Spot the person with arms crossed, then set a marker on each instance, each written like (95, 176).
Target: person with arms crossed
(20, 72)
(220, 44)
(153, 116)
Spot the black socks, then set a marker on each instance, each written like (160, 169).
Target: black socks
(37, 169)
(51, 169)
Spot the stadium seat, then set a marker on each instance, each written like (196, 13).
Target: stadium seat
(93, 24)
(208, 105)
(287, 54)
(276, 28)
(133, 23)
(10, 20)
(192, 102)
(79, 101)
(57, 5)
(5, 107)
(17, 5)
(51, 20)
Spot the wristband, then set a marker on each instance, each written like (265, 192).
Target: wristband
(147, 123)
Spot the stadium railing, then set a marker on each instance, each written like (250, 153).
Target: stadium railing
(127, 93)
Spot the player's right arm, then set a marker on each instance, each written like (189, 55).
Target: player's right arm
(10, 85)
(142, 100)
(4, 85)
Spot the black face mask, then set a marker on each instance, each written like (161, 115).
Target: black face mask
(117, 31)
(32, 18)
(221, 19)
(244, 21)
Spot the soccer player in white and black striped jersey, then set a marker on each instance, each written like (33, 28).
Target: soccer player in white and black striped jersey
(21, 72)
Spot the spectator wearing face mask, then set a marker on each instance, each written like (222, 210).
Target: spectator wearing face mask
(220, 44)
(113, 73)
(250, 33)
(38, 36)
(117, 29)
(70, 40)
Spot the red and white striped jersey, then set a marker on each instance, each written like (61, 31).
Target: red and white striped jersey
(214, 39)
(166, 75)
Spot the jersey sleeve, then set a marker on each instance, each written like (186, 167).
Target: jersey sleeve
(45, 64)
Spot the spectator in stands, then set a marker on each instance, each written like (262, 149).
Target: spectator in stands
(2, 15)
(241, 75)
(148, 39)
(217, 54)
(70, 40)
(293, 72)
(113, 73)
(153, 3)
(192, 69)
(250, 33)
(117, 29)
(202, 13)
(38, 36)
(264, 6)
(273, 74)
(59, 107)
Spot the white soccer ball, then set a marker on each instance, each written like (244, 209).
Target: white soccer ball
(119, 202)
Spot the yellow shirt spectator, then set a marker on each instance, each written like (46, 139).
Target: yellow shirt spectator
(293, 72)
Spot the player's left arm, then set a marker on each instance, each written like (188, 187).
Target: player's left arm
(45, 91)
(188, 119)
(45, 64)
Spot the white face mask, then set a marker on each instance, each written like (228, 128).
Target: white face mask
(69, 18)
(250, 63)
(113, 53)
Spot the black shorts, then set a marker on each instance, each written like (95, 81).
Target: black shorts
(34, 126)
* * *
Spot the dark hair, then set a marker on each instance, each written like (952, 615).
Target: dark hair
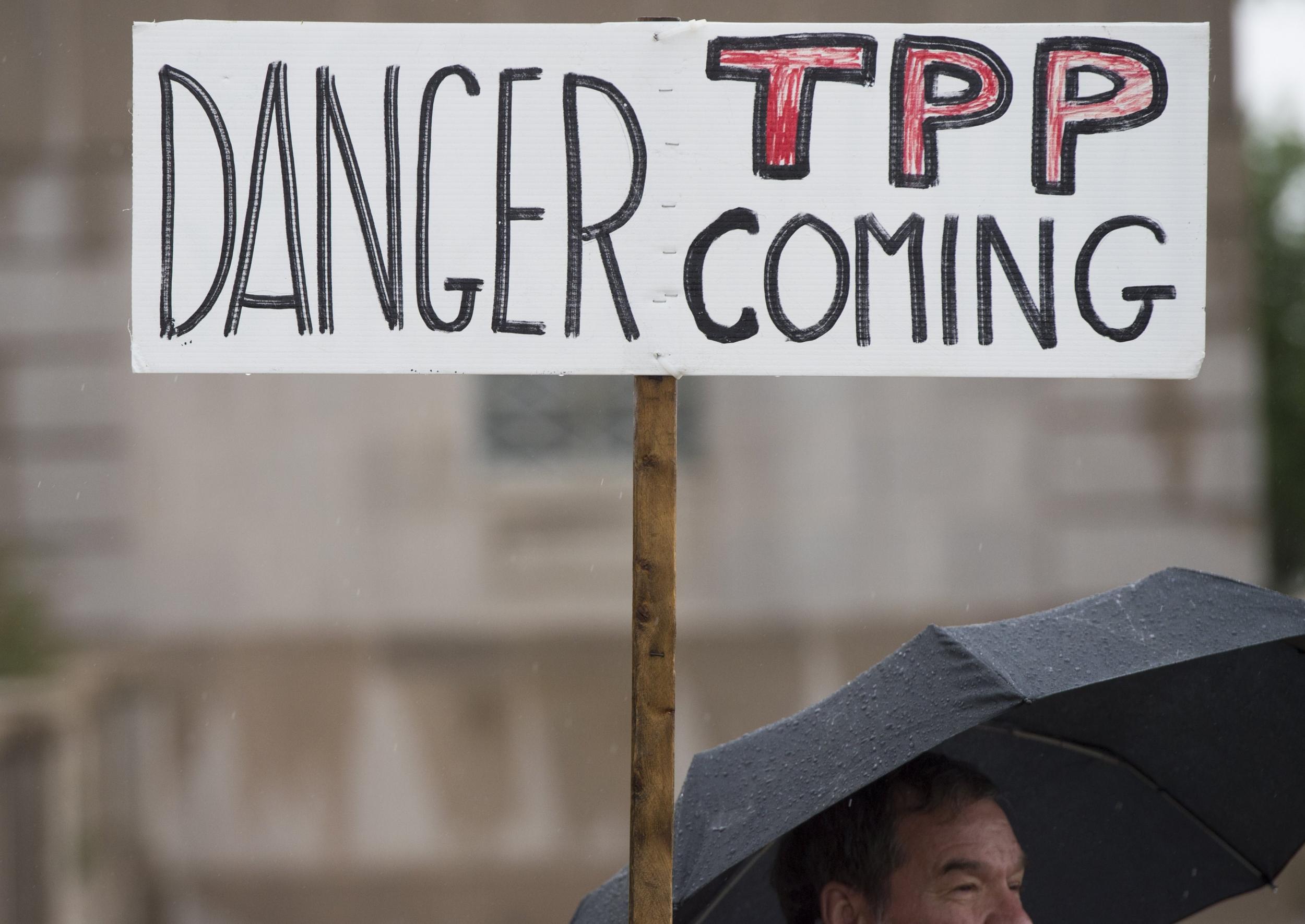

Required action
Please, from the entries above, set down exactly the lines from the one containing "Spot the person" through the one containing "Spot the black face", and only those.

Your response
Spot the person with arms crossed, then set a marker on each instance, each written like (95, 176).
Target: person with arms crossed
(20, 72)
(220, 44)
(153, 116)
Spot the black socks, then set a marker on each instance, each written like (160, 169).
Target: black socks
(37, 169)
(51, 169)
Spot the stadium seat, then set a marker on each instance, each written like (196, 13).
Target: stadium seat
(93, 24)
(208, 105)
(287, 54)
(276, 28)
(133, 23)
(10, 20)
(192, 102)
(79, 101)
(57, 5)
(5, 107)
(17, 5)
(51, 20)
Spot the wristband, then set a marker on each instance, each written like (265, 192).
Target: wristband
(147, 123)
Spot the stadium railing, then set a marker on each instance, each written like (250, 153).
Target: stadium railing
(127, 93)
Spot the player's right arm, then set a marker on each instance, each written like (189, 55).
Target: player's right arm
(10, 85)
(142, 100)
(4, 85)
Spot the black face mask, then set a marker on each instance, each written like (161, 115).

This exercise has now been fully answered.